### EXCERPTED PASSAGE

Chicago's top prosecutor isn’t clear of the yearlong scrutiny of her office’s handling of the Jussie Smollett case, even though a special prosecutor this week concluded that nothing she or her staff did qualified as criminal.
While stopping short of alleging criminal behavior, special prosecutor Dan Webb said Cook County State's Attorney Kim Foxx and her staff abused their discretion and misled the public before and after tossing charges that accused the former “Empire” actor of staging a racist, anti-gay attack against himself in January 2019.
Webb restored the charges against Smollett earlier this year, but no trial date has been set as the pandemic has stalled Illinois court proceedings.
Foxx, 48, the first Black woman to serve in her post, is seeking a second four-year term in November. Here's a look at the possible implications of Webb's findings concerning her office:
Q:WHAT WERE THE MAIN CRITICISMS OF FOXX?
A: The most serious accusations leveled by Webb, a former U.S. attorney, was that Foxx and a top deputy made at least six false statements regarding the Smollett case.
Foxx said publicly she had stopped communicating with a Smollett relative after doubts began to arise about his attack claims. But Webb found Foxx continued to communicate with the relative, the actor’s sister. Webb did say, however, that he found no evidence Foxx’s communications with the sister and others outside the office influenced the decision to drop charges.
Foxx also said publicly that the dropping of charges against Smollett was the kind of thing prosecutors had done thousands of times before. In a 12-page Monday statement summarizing his conclusions, Webb said “there were not thousands” or “arguably any” similar such cases.
Webb accused Foxx of also making false public statements in explaining why she recused herself from the Smollett investigation weeks after the actor filed what authorities say was a false police report.
Q: HOW DOES THE DISCIPLINARY BODY COME INTO IT?
A: The false statements may have violated professional codes of conduct, including those that prohibit lawyers from engaging in “conduct involving dishonesty, fraud, deceit, or misrepresentation,” Webb said Monday.
He said he was obliged to forward the allegations about the false statements to the Illinois Attorney Registration & Disciplinary Commission, an agency overseen by the Illinois Supreme Court that assesses whether lawyers violated ethical and regulatory norms.
The ARDC only confirms it is looking into allegations after it formally accuses a lawyer of wrongdoing. Any such decision can take months.
Q: IF THE COMMISSION FINDS A VIOLATION, COULD FOXX LOSE HER LAW LICENSE?
A: Disbarment or a temporary suspension of Foxx's law license would be highly unlikely, even if it's a theoretical possibility should the ARDC ever conclude Foxx violated rules of conduct.
Chicago-based attorney Daniel Meyer, who has represented prosecutors accused of wrongdoing before the ARDC, says any discipline against a prosecutor for public comments would be unusual.
“In almost all instances, (disciplinary commission) charges brought against a prosecutor relate to the manner in which he or she prosecuted an actual case,” Meyer said, citing examples such as trying to bury evidence that could help the defense. Foxx isn't accused of anything as serious.

### SUPPLIED RECORDS
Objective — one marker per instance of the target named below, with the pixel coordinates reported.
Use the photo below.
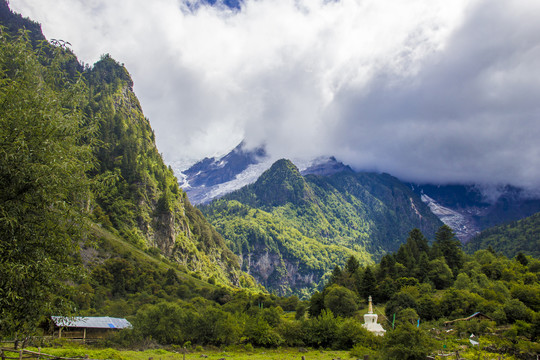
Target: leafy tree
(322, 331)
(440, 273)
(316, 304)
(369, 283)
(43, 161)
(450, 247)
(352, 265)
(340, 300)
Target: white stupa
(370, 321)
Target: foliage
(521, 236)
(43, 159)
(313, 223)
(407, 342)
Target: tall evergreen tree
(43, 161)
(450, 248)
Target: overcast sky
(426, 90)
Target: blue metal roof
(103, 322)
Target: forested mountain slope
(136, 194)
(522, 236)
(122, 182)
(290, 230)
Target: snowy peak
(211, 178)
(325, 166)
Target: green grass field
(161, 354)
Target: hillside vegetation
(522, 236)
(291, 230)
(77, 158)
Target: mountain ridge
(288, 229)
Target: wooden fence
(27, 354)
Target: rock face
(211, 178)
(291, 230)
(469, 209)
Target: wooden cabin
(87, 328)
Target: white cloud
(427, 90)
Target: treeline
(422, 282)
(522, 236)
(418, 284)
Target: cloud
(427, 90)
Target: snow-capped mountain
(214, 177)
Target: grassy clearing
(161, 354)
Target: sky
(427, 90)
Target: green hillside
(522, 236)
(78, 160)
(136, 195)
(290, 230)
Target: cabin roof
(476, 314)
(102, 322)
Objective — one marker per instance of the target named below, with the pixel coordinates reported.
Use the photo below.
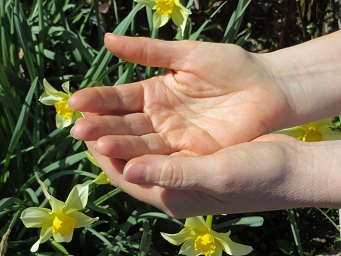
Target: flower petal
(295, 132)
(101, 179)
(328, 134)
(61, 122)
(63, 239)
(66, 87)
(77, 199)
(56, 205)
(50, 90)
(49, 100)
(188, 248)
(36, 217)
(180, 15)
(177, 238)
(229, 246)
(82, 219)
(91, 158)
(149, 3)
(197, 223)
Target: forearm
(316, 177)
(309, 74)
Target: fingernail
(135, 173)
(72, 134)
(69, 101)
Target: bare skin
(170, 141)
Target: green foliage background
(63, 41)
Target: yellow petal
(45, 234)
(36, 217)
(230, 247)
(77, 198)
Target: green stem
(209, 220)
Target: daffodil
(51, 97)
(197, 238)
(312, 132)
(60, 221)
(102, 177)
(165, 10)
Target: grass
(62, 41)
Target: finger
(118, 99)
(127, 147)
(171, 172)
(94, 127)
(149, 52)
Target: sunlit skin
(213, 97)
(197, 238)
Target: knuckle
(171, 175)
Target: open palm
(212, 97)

...

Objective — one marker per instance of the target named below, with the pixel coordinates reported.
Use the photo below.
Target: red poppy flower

### REQUIRED ACTION 1
In the article on the Smollett case, to which agency did Webb say he was obliged to forward the allegations about the false statements?
### REQUIRED ACTION 2
List every person the article on the Smollett case identifies by full name.
### REQUIRED ACTION 3
Write out the passage of the article on the Smollett case from "Q: IF THE COMMISSION" to "anything as serious.".

### TASK SOLUTION 1
The Illinois Attorney Registration & Disciplinary Commission.

### TASK SOLUTION 2
Jussie Smollett, Dan Webb, Kim Foxx, Daniel Meyer

### TASK SOLUTION 3
Q: IF THE COMMISSION FINDS A VIOLATION, COULD FOXX LOSE HER LAW LICENSE?
A: Disbarment or a temporary suspension of Foxx's law license would be highly unlikely, even if it's a theoretical possibility should the ARDC ever conclude Foxx violated rules of conduct.
Chicago-based attorney Daniel Meyer, who has represented prosecutors accused of wrongdoing before the ARDC, says any discipline against a prosecutor for public comments would be unusual.
“In almost all instances, (disciplinary commission) charges brought against a prosecutor relate to the manner in which he or she prosecuted an actual case,” Meyer said, citing examples such as trying to bury evidence that could help the defense. Foxx isn't accused of anything as serious.